新年度が始まって一ヶ月が経ました。この一ヶ月間、多くの幼稚園、保育園、子ども園でも同様かと思いますが、
にこにこ顔で登園する子もいれば、母親との別れが悲しくて門の前に来ると一段と泣き叫ぶ子、必死に悲しみをこらえてうるうる顔で教師に手を繋がれて部屋に向かう子と、個性様々です。加えて、子どもばかりか母親や父親の個性も感じる時です。各家庭の様子も何となく想像できるような時でもあるのです。でも、昨日は泣き叫んでいたのに今朝は全く様子が違って、親も教師も覚悟が拍子抜けするほど毅然と部屋に向かったり、
そんな一日の始まりですが、次第に泣き声も少なくなり、ひとり一人のその子なりの成長を感じさせてくれます。
さて大人も子どもも皆が楽しみにしている黄金週間がやってきました。保育者の立場からすると、折角なじんできた園での生活が(全く)白紙に戻るような恨めしい連続休日でもありますが、今度の登園時にはどんな顔を見せてくれるのか楽しみにしています。
この春、新社会人となった方々はいかがですか?
近年、五月病という言葉は耳にしませんが、新しい環境や人間関係の緊張が緩み、疲れも滲み出してくる中で、以前のようなやる気も意欲も湧いてこず、進む方向や道を違えたか、己の資質の問題なのかと不安や自問が湧いてきますが、年齢や経験年数に関係なく誰もが一度や二度ならず問い続けているようにも思います。この際、思い切って自分がしたくない事、避けたいこと、行きたくないところを挙げてみると良いかと思います。義務感や責任感で行っている事や思っている事を含めて、自分の本心を正直に見つめ、吐き出すことは精神衛生上とても重要なことです。
「マイカルの祈り」
主よ、あなたが行かせたいところに連れていってください。
あなたが会わせたい人に会わせてください。
あなたが語りたいことを示してください。
私があなたの道をさえぎることがありませんように。
この祈りはニューヨーク同時多発テロで犠牲となった、マイカル・ジャッジ神父(カトリック司祭)がニューヨーク消防署のチャプレンとして、事故や火災で家族を失った人々、ホームレス、エイズ患者、LGBTQの人達のために働きながら、子どもや大人、どのような人に対しても彼が人と出会う時、そして「現場」に行く時に必ず唱えていた祈りとのことでした。そして彼は2001年9月11日(火)その日にも、この祈りを唱えながら世界貿易センタービルへと向かい殉職されたのでした。やがてこの祈りは同僚の消防士達の現場へ向かう祈りだけでなく、更に多くの「現場」に向かう人達の祈りへと広まりました。このマイカル神父が遺された祈りの言葉に、癒やされるような、救われるような…励まされ、支えられます。めげそうになる時、自ずと力が湧いてくるような祈りのように思います。
自分の「現場」を「現場」として受けとめ、思いを新たに今日も出かけて行けるといいですね。

* [課題の説明] 上のページの文章から、「さて大人も子どもも皆が楽しみ」で始まり「あなたが語りたいことを示してください。」まで続く部分を、一字も変えずに引用してください。

* [材料]
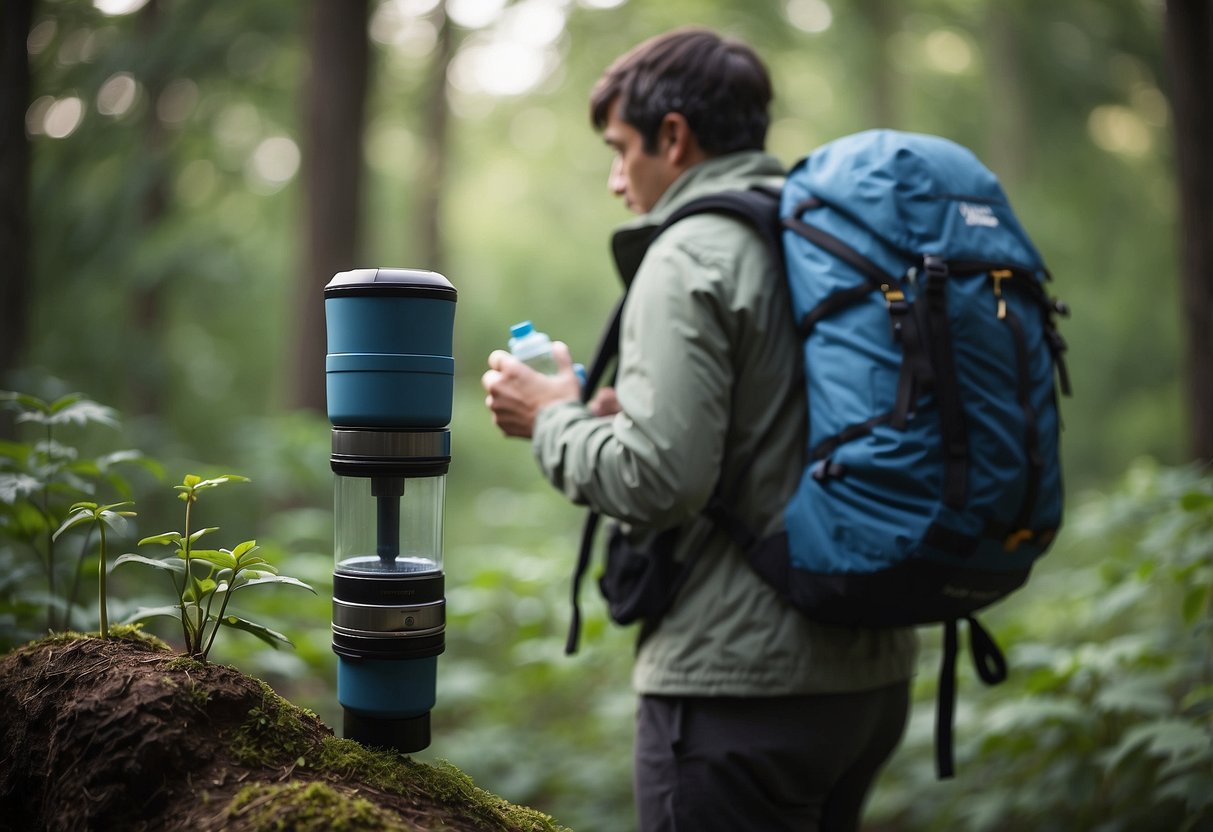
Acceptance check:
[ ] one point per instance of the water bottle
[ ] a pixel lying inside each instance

* [解答例]
さて大人も子どもも皆が楽しみにしている黄金週間がやってきました。保育者の立場からすると、折角なじんできた園での生活が(全く)白紙に戻るような恨めしい連続休日でもありますが、今度の登園時にはどんな顔を見せてくれるのか楽しみにしています。
この春、新社会人となった方々はいかがですか?
近年、五月病という言葉は耳にしませんが、新しい環境や人間関係の緊張が緩み、疲れも滲み出してくる中で、以前のようなやる気も意欲も湧いてこず、進む方向や道を違えたか、己の資質の問題なのかと不安や自問が湧いてきますが、年齢や経験年数に関係なく誰もが一度や二度ならず問い続けているようにも思います。この際、思い切って自分がしたくない事、避けたいこと、行きたくないところを挙げてみると良いかと思います。義務感や責任感で行っている事や思っている事を含めて、自分の本心を正直に見つめ、吐き出すことは精神衛生上とても重要なことです。
「マイカルの祈り」
主よ、あなたが行かせたいところに連れていってください。
あなたが会わせたい人に会わせてください。
あなたが語りたいことを示してください。